Document text:
I feel guilty not letting people know how I’m doing, especially given all the support I’ve received. The least I could do is keep in touch, let you know what’s happening.
I went through a pretty intense period of depression. I think it comes with the time of year — my recurrence was diagnosed at the beginning of July, and instead of basking in the warm weather and long days, I just get really really sad. Like, couldn’t stop crying sad. Secretly (or maybe not so secretly) crying in public sad. I went to my psychiatrist and he got me back on anti-depressants and it’s helping but I still can’t talk to him really. I don’t know what to say. I sit in my sessions watching the minute hands sweep around the clock, crying, or just sitting silently.
I’m still in the clinical trial, still going to Detroit. For awhile, I was going every two weeks. But I just had a CT scan and if it shows things are good, and good means stable or maybe even slightly smaller, then I only have to go once a month. That makes me happy. Going to Detroit is hard. It’s hard mentally and emotionally and physically and financially.
I’ve been a shut-in, too. Part of that is the depression. Part of it comes from physical side effects from the treatment and the disease. The drugs I take causes fluid to build up in my abdomen at a much faster rate than before. Once a week, I was having two litres drained. Then I got a blood clot and had to go on blood thinners and my doctors wanted me to get drained only every other week, but that’s left me in so much pain and discomfort that it’s all I can do to just sit at my computer and work and lie on the couch and watch hours of Netflix or read hundreds of pages of books. So fuck the blood thinners, I’m getting drained once a week again.
My blood protein levels are really low, too, maybe because of all the ascites I’m having drained from my abdomen, maybe from the drugs, maybe from malnourishment because I can’t really eat the way I’m supposed to, but that means I get really tired and sometimes my legs swell up with edema and it’s really painful. Traveling makes it worse, which is one of the reasons Detroit is physically challenging.
I throw up a lot, too. Just randomly. Sometimes right after eating, because my stomach is compressed by who knows what, tumor, fluid, intestines floating where they shouldn’t be, but sometimes just randomly for no reason. It makes it hard to go out when you’re never sure if you’re going to need to puke suddenly. The heat and humidity makes it worse (not that there’s been much of it, for which I’m grateful).
For awhile, I was ready to just quit the trial. I’m so uncomfortable so much of the time, it’s hard to know if it’s worth it. Especially because it’s hard to know what discomfort is from the disease and what is from the drug. Being on an antidepressant has made it easier for me to just sit and wait for the scan results and make a decision based on that. My last scan was good, stable at least, and my tumor markers are lower. But it’s hard to feel like a drug is doing something good when physically you feel just as bad as you did off of it. Maybe not just as bad, just bad in a different way.
I’ve been lonely, too, I guess because of the shut-in thing and the not going out and the depression and not telling anyone about it. I need to learn how to socialize differently, to ask people to come to me because it’s just too hard to go out right now. So you know, if you want to come over and watch movies with me or just drink iced tea and hang out, let me know. I’ll be gone for a couple weeks, but when I come back I want to try to start living like a person again, at least a little. And I live in a nice new apartment now that’s beautiful and cool even on the hottest of days. You can even bring your laundry if you want.

Brief A: According to the health update, how often will the writer have to go to Detroit if the CT scan shows things are good?
Brief B: Could you echo the health update, taking the part that opens with the words containing "I throw up a" and closes with "which I’m grateful)."?
Brief C: In what ways does the health update say going to Detroit is hard? List all of them.
This material has nothing to do with the health update.

Provided material:

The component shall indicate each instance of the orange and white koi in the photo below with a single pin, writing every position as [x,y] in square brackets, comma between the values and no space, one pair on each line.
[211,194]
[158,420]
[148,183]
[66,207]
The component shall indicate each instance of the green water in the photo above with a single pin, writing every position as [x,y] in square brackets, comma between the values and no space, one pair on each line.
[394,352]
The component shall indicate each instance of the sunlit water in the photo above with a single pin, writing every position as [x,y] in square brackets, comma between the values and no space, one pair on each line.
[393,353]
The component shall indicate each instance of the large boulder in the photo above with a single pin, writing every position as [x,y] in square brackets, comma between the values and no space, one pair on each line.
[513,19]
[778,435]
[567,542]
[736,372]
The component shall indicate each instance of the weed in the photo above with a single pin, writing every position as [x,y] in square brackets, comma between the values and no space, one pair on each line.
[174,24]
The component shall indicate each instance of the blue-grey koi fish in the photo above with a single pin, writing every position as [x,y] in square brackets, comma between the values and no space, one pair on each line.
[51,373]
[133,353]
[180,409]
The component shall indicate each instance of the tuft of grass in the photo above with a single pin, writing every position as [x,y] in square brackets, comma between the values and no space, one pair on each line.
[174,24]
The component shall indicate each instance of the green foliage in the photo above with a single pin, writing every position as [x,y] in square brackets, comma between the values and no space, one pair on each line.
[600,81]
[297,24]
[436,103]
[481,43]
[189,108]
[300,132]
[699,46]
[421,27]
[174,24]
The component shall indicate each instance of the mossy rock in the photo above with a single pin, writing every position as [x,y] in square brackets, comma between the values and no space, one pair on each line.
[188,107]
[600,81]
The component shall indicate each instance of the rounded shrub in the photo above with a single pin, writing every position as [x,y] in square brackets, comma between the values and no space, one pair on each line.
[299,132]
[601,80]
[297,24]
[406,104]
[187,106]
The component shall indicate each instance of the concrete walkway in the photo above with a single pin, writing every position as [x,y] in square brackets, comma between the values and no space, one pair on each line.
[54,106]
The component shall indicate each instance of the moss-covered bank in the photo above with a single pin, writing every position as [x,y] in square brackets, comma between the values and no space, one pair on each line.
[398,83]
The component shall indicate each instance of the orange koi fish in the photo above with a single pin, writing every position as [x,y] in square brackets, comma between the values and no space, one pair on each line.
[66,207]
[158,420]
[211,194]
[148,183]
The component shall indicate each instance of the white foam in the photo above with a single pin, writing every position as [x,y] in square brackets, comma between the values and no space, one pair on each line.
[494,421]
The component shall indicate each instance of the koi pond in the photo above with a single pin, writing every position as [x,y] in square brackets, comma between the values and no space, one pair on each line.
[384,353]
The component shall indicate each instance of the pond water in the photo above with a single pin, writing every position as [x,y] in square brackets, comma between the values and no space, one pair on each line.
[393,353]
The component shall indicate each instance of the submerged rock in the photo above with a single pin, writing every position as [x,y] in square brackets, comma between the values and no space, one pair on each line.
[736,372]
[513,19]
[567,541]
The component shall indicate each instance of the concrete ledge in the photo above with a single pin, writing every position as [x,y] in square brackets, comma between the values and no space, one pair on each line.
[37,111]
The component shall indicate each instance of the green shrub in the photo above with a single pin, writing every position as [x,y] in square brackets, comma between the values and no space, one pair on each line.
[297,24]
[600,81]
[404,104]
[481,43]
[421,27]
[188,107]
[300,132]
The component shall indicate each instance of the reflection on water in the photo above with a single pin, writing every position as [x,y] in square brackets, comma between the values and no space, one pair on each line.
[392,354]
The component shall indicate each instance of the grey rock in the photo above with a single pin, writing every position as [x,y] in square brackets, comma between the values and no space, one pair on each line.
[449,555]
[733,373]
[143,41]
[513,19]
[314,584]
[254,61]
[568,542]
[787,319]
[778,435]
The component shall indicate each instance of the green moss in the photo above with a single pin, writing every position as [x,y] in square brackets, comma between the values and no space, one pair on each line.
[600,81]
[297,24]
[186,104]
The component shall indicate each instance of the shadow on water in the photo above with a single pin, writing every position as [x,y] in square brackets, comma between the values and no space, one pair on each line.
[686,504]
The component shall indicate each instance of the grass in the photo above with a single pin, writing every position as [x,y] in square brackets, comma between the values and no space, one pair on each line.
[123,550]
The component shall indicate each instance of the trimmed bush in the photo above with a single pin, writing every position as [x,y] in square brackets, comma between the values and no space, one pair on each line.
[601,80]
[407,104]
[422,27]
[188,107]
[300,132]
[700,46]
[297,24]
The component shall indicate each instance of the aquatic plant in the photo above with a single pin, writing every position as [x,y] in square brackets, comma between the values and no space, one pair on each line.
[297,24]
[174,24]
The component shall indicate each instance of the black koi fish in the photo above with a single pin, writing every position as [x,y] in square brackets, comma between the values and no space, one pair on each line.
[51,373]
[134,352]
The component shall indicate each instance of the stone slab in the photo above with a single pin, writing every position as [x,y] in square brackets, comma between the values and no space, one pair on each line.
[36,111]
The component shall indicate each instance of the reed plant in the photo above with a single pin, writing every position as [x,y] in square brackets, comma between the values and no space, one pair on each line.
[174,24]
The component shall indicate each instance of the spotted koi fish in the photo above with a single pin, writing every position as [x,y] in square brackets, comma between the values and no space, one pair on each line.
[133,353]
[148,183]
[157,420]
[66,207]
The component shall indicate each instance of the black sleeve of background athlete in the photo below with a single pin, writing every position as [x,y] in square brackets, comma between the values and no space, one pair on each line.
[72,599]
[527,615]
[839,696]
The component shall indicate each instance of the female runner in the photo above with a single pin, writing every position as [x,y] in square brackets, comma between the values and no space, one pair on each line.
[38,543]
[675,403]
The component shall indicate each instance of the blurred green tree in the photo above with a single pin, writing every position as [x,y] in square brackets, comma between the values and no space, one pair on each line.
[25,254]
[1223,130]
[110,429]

Task response A: Once a month.

Task response B:
I throw up a lot, too. Just randomly. Sometimes right after eating, because my stomach is compressed by who knows what, tumor, fluid, intestines floating where they shouldn’t be, but sometimes just randomly for no reason. It makes it hard to go out when you’re never sure if you’re going to need to puke suddenly. The heat and humidity makes it worse (not that there’s been much of it, for which I’m grateful).

Task response C: Mentally, emotionally, physically, and financially.